_Raw data:_

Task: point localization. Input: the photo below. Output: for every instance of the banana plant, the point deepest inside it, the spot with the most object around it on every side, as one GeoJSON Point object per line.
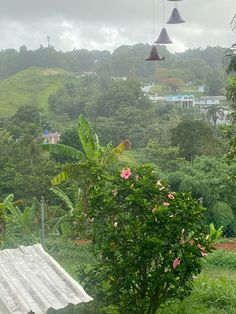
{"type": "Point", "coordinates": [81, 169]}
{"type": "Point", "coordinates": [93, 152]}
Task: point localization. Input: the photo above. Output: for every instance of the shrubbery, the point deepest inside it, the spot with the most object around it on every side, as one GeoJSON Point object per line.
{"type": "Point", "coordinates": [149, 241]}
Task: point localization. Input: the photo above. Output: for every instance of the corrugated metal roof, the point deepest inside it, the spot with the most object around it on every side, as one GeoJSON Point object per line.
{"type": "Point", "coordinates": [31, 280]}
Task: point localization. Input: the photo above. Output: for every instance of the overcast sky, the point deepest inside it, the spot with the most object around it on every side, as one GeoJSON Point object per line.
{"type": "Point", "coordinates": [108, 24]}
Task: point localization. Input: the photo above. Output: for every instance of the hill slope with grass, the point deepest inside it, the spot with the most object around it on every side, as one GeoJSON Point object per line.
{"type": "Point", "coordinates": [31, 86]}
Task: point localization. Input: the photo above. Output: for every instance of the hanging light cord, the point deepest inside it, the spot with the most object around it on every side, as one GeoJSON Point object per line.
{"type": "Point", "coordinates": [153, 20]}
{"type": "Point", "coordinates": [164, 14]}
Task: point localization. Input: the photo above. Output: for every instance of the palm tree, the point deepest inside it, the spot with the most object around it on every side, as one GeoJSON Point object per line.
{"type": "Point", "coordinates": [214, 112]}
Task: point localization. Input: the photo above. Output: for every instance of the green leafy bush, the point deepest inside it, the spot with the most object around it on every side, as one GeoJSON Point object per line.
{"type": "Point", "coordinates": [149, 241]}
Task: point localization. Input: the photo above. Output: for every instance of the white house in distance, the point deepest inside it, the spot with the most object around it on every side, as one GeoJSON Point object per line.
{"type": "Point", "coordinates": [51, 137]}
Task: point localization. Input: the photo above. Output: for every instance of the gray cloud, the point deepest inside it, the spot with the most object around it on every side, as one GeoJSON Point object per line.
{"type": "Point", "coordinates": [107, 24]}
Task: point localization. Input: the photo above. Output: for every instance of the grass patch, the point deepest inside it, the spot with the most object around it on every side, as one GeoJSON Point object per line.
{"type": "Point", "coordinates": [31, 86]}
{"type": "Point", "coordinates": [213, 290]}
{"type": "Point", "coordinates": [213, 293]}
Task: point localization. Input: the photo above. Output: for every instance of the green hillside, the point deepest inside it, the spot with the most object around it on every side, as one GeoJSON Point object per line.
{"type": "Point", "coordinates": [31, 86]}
* * *
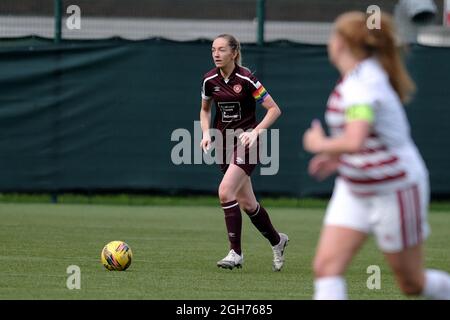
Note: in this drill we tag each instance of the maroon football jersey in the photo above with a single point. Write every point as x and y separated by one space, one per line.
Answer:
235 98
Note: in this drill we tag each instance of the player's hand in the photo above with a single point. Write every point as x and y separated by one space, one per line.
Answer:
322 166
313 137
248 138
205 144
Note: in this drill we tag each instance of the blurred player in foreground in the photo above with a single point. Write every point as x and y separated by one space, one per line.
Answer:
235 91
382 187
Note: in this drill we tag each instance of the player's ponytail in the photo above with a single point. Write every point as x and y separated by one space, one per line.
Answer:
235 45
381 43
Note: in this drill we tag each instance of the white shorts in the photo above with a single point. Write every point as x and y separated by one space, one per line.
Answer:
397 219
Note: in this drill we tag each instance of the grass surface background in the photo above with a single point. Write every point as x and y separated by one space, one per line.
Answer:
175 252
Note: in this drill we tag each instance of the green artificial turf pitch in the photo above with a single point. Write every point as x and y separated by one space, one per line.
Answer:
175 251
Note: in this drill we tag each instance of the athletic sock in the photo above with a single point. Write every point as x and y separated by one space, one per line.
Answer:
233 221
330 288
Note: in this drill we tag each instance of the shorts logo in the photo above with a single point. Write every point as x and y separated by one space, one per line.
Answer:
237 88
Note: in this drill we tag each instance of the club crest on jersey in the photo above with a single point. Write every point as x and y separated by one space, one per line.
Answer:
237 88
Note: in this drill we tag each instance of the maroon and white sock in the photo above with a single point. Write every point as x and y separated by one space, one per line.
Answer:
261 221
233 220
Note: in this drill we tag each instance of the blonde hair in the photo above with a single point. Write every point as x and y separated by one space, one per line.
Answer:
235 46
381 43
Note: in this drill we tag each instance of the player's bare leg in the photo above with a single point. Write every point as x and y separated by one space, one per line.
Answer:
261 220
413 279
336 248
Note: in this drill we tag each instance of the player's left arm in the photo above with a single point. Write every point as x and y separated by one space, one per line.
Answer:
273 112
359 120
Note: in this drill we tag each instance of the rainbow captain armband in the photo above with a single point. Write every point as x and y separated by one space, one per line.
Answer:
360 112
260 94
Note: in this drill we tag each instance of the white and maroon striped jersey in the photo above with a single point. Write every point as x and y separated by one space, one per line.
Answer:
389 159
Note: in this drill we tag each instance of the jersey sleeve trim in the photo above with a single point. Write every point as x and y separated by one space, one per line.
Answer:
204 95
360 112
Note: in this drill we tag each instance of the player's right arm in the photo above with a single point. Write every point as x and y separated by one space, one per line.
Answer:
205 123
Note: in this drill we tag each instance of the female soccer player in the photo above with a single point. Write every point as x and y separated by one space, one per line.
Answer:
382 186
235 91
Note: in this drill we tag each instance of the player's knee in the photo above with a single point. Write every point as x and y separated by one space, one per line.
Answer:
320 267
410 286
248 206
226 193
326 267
--
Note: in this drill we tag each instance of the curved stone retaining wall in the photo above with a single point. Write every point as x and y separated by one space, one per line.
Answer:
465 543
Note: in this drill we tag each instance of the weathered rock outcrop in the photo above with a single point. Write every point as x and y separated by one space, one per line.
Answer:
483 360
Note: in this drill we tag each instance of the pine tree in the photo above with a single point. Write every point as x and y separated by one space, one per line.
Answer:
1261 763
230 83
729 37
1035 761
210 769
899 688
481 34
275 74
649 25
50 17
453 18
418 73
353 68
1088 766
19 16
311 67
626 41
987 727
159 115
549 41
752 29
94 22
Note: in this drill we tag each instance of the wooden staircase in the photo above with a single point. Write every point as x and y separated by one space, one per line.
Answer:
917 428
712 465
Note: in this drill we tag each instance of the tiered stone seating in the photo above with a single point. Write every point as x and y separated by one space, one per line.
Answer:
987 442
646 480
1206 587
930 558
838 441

_Problem details:_ Report every line of the records that contains the word "green", copying each line in full.

_Result for this task:_
Task: point localization. Input: the photo above. Output: for every instance of the green leafy bush, the point deepest inside it, the spot with the most object around it on every side, as one GeoJSON Point object per line.
Task: point localization. Input: the photo above. Output: for every instance of the green hillside, the point deepest inside it, the spot with the most object around it on every side, as one GeoJSON Point object per line.
Note: in this drill we tag each instance of the green artificial turf pitch in the photo above with a single point. Write every point as x and y separated by one space, one per line.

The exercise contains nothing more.